**YOUR OBJECTIVE**. Count the lines below that contain the string "tree". Reply with the number only.

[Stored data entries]
━━━━━━━━
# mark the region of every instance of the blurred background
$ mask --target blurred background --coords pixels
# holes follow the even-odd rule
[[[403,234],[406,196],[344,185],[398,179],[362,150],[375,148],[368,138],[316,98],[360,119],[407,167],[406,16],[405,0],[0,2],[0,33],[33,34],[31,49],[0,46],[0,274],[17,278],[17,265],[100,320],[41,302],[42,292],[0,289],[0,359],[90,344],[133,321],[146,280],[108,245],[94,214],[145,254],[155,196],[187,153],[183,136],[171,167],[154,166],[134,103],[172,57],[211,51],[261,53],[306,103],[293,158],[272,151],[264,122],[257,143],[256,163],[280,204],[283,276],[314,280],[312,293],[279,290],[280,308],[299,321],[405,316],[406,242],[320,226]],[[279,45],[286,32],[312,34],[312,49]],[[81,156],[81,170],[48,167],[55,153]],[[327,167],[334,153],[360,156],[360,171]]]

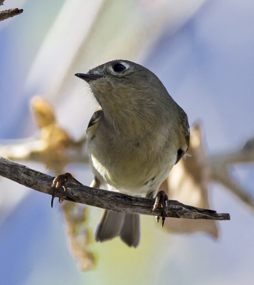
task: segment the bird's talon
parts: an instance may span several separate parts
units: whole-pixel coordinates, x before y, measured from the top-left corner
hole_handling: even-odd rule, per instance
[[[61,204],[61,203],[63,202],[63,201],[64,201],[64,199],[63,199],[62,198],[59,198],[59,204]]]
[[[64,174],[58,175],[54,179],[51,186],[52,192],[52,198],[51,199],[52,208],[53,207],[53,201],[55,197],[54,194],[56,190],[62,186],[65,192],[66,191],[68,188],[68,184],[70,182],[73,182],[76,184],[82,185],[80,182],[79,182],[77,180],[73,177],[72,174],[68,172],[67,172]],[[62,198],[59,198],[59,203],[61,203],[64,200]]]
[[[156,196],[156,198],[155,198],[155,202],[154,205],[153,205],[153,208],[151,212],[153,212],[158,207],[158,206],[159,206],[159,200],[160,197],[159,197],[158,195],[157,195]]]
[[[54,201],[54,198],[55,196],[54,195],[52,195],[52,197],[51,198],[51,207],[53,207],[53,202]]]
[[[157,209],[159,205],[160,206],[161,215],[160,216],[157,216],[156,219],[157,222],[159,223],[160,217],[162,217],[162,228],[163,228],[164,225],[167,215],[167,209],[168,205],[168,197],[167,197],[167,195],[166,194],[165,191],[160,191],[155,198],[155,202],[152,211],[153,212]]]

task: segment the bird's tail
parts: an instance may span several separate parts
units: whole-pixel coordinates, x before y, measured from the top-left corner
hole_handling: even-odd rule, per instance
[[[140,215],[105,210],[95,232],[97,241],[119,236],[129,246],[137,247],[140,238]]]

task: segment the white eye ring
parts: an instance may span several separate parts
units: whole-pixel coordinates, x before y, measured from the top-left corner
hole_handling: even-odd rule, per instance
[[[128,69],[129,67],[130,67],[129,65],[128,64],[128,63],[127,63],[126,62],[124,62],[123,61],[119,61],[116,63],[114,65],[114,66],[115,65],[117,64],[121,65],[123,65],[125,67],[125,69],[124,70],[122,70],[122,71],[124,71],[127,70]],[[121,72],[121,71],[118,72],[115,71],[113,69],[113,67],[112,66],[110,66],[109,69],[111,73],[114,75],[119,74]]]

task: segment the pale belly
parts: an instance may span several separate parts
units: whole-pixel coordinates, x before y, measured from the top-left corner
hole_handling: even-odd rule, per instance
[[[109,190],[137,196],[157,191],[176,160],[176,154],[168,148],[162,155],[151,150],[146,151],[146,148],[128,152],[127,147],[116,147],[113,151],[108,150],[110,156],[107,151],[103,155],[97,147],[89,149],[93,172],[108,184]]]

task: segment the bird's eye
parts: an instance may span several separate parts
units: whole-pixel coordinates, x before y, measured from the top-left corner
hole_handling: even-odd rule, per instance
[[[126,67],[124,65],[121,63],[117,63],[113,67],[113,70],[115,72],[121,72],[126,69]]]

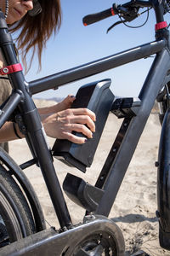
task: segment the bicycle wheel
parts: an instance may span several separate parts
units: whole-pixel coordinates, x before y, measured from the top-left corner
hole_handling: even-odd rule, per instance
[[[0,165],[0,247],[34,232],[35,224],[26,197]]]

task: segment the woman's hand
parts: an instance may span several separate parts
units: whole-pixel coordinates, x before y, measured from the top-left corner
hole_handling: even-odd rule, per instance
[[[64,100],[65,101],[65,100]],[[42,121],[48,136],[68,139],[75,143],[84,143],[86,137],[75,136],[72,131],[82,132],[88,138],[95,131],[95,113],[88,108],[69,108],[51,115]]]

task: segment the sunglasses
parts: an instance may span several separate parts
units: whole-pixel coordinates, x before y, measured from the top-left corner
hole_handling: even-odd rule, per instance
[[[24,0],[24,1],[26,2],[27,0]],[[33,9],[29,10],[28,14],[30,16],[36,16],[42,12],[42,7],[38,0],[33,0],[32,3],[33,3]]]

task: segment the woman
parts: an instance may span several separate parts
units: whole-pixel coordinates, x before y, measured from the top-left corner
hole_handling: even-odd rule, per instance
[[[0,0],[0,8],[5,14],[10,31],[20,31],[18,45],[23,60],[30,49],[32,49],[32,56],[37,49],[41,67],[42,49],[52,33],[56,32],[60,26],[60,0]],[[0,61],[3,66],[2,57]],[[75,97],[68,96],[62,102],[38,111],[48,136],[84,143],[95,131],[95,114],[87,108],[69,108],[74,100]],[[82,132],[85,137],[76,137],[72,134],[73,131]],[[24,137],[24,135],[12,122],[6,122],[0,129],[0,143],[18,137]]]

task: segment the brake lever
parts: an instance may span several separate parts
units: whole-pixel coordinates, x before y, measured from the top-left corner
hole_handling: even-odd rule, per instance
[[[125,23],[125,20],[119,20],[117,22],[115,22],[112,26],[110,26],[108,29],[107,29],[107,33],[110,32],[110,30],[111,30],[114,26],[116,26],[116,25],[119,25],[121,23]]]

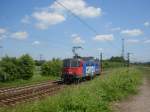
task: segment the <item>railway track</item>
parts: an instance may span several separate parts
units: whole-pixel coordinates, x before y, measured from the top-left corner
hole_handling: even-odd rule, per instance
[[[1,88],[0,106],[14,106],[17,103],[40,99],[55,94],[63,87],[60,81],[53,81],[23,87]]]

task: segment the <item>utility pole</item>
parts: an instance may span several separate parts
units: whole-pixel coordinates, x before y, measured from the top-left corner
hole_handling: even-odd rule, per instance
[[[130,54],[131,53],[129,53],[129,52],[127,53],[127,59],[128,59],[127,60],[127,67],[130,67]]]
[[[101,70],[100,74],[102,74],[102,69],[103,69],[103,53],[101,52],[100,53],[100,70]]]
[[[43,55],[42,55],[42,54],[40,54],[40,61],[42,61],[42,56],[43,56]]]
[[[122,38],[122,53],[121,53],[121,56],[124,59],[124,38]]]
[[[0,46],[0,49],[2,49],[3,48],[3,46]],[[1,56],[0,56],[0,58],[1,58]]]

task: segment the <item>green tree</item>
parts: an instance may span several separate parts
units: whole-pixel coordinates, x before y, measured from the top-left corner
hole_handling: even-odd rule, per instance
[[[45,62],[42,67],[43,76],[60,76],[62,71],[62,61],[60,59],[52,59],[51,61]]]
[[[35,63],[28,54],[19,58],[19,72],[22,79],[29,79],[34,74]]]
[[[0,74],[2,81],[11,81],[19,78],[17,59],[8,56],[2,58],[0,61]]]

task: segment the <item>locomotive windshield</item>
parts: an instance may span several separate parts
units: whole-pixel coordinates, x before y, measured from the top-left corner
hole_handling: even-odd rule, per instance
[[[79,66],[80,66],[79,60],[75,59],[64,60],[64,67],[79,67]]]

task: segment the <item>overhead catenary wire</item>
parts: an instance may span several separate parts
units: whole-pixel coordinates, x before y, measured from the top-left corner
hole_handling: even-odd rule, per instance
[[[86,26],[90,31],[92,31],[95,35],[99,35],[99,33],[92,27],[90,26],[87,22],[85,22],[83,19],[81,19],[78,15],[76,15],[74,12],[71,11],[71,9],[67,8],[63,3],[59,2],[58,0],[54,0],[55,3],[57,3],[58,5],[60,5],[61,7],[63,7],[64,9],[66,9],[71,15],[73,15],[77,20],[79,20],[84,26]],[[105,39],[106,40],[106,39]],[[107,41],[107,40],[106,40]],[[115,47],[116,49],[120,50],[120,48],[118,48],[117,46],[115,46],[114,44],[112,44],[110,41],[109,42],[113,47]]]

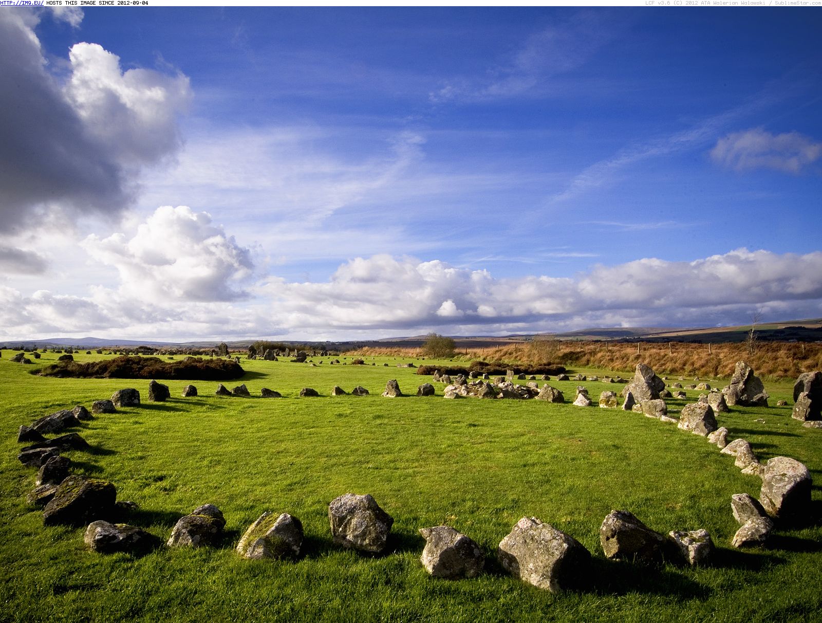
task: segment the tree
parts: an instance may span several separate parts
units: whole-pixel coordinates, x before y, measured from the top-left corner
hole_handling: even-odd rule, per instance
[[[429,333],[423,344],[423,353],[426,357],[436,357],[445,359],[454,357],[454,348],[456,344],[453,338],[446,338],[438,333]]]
━━━━━━━━
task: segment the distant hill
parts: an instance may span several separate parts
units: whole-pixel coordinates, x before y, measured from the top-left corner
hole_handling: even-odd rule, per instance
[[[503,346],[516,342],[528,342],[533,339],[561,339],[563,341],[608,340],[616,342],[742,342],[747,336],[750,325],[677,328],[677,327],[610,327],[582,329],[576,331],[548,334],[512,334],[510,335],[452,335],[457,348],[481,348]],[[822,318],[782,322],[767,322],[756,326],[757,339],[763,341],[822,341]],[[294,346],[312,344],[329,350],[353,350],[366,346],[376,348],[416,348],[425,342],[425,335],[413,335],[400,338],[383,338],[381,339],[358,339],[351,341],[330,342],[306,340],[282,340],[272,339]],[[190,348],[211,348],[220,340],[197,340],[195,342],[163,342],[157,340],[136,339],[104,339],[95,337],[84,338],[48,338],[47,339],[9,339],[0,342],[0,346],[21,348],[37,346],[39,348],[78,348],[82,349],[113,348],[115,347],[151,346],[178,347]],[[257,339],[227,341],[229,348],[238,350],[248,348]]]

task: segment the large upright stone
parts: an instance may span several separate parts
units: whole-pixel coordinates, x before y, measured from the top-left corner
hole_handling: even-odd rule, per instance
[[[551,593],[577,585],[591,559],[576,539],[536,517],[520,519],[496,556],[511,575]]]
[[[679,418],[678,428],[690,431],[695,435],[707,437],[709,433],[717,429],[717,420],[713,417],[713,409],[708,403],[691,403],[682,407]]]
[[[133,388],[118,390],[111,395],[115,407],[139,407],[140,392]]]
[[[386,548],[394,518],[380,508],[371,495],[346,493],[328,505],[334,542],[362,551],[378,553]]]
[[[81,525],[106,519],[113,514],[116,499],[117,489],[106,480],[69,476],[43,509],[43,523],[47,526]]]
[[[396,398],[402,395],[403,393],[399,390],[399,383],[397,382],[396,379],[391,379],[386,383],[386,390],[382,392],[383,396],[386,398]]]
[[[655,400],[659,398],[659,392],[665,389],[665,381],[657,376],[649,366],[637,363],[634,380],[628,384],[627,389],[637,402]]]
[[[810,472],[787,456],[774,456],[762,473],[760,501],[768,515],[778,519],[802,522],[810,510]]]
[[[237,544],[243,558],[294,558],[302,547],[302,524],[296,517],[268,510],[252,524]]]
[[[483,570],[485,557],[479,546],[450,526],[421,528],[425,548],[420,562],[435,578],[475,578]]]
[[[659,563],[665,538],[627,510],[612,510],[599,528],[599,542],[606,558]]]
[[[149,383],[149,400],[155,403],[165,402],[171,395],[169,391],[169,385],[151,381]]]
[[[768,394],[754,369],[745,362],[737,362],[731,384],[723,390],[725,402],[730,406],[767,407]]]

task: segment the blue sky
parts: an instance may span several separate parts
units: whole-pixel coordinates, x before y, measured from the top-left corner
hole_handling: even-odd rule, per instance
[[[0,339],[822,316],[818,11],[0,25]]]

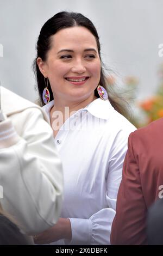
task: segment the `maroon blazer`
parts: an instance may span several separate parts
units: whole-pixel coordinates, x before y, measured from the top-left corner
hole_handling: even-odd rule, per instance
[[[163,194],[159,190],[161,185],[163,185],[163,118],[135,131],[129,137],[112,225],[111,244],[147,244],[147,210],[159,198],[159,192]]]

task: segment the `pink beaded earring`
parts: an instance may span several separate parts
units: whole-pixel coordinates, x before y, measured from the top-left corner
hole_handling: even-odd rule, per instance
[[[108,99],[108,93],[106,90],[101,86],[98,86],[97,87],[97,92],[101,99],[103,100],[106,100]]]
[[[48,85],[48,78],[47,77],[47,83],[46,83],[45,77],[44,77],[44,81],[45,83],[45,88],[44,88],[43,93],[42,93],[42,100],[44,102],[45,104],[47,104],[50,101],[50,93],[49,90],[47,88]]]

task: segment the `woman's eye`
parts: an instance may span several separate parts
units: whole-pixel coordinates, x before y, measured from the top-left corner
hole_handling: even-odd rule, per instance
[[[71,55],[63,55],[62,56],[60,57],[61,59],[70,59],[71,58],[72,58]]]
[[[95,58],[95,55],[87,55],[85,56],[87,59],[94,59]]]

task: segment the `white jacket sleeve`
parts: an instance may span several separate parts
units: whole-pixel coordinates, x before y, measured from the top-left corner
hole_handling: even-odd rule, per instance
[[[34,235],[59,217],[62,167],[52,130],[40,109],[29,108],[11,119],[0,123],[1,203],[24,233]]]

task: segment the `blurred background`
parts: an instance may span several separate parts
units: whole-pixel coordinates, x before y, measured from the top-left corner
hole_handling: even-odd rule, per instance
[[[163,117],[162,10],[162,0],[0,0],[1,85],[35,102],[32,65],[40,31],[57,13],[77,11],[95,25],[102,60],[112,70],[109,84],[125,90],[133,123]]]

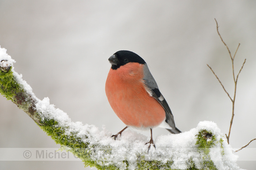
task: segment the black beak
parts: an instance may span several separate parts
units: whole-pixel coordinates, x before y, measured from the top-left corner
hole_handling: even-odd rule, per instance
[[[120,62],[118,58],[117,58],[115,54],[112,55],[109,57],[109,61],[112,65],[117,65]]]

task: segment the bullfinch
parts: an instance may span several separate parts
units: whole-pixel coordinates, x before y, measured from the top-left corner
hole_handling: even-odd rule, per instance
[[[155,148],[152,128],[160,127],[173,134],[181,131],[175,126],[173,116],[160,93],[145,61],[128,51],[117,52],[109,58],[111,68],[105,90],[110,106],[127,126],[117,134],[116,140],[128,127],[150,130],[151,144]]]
━━━━━━━━
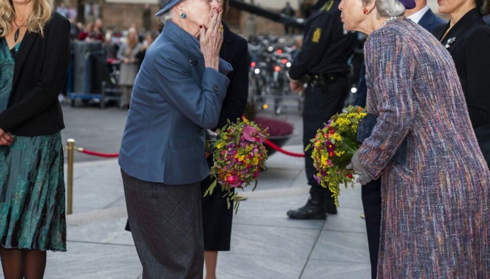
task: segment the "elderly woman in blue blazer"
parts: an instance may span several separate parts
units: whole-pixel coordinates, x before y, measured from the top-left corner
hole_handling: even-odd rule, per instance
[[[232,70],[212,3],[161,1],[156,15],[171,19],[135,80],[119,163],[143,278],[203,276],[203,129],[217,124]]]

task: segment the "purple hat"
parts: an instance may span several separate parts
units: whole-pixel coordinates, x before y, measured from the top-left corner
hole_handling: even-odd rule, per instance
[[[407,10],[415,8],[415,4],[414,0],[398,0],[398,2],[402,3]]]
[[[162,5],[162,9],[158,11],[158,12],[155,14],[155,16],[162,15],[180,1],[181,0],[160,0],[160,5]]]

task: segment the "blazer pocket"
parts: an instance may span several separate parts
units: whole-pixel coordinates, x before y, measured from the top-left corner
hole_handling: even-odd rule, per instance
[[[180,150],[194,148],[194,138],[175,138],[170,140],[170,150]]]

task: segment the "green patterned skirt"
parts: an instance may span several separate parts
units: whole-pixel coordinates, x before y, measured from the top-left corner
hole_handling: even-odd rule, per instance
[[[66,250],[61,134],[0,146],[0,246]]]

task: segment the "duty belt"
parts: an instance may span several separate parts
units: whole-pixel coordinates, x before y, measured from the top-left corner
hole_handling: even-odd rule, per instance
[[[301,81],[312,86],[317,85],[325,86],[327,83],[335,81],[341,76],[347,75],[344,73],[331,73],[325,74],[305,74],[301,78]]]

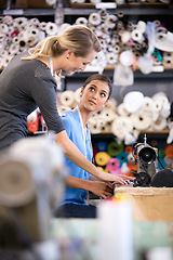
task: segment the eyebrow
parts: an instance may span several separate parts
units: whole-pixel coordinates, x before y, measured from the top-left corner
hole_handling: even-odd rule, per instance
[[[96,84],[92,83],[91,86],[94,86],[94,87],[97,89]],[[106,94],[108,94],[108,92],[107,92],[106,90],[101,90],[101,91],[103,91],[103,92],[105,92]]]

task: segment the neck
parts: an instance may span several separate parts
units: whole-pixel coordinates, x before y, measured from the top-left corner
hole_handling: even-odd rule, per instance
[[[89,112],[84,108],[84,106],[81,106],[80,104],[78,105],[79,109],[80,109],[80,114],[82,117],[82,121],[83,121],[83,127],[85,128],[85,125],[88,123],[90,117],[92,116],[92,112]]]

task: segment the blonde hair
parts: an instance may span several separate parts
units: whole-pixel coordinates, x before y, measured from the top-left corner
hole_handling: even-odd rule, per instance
━━━━━━━━
**ANSWER TO THIS EXERCISE**. 2